Testing Strategy

This project takes a pragmatic approach to testing — fast, focused, and grounded in real-world behavior. Each layer is tested in the most reliable way possible given Chrome extension limitations.


What We Test

Layer Framework Coverage Summary
Pure utilities Vitest + jsdom Snapshot tests for selectors, logic tests for extractLogin, tooltip rendering, etc.
Extension injection Playwright (E2E) Local test run (npm run e2e) launches a persistent Chrome context and confirms the extension injects into Twitch pages, observes DOM mutations, tags usernames with notes, and renders tooltips correctly.
DOM Integration Playwright (smoke) CI/CD check that verifies at least one username selector is still matching on Twitch pages.
Nightly Regression GitHub Actions + Playwright Scheduled smoketest detects Twitch DOM drift (e.g., layout or selector changes).

What We Don’t Test (And Why)

Recorded information:
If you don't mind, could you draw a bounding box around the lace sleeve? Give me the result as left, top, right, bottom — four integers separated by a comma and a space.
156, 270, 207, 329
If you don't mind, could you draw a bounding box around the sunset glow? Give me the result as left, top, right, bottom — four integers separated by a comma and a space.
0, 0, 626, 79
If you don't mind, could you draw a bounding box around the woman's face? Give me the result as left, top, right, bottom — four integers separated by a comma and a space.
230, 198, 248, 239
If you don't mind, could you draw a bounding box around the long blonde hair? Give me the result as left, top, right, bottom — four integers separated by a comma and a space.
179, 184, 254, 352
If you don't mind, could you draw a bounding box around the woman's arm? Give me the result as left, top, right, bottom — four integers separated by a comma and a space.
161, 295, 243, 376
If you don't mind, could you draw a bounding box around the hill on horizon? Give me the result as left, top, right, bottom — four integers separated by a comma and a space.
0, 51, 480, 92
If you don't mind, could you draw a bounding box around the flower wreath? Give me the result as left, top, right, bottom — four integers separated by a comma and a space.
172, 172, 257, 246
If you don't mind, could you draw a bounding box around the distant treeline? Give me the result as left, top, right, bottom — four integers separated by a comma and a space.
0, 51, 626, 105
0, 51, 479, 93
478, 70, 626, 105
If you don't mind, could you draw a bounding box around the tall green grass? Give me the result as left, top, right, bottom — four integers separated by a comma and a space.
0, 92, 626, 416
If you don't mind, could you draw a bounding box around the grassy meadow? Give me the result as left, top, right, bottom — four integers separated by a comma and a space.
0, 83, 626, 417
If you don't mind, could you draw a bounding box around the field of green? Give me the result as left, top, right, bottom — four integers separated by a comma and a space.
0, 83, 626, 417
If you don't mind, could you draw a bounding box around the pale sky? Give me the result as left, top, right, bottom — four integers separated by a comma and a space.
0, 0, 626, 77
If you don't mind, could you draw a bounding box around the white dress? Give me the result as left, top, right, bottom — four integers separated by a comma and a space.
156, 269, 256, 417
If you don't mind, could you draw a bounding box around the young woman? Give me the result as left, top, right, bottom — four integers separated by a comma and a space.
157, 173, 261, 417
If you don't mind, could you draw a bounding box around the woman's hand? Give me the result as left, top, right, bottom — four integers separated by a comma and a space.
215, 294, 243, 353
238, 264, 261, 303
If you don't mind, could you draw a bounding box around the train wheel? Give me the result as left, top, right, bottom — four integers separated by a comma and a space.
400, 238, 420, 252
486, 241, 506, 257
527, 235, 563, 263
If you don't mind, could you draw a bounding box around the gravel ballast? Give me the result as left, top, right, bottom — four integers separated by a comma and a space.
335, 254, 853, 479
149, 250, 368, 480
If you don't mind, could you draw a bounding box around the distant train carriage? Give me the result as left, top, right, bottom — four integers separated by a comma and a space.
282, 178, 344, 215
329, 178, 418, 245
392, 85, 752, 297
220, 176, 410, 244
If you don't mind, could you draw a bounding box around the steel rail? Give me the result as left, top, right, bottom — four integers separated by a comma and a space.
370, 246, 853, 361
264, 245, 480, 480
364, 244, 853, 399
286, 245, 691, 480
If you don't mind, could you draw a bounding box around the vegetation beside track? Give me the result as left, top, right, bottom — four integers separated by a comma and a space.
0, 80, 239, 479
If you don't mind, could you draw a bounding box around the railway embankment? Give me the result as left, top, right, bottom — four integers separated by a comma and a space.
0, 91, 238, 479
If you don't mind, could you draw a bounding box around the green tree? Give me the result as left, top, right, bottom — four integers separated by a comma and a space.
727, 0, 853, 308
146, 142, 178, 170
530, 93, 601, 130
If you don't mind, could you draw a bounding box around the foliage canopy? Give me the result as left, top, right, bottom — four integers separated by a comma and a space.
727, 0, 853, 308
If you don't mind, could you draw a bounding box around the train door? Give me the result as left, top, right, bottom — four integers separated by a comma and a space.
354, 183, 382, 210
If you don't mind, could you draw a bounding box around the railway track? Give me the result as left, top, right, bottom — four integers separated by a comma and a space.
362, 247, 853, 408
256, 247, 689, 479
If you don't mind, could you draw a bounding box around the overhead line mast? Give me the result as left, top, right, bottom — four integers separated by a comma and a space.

Work to complete:
Write the next part of the testing strategy document that appears above the listing, picking up right after its final heading, "What We Don't Test (And Why)".

Final answer:
Feature Reason
Context menu UI Native Chrome menus aren’t exposed to automation frameworks like Playwright.
prompt() note editing prompt() blocks execution in headless browsers; tested via isolated logic.
Service worker lifetime MV3 background scripts are unloaded after ~30 seconds idle. Messaging logic is unit-tested instead of E2E tested.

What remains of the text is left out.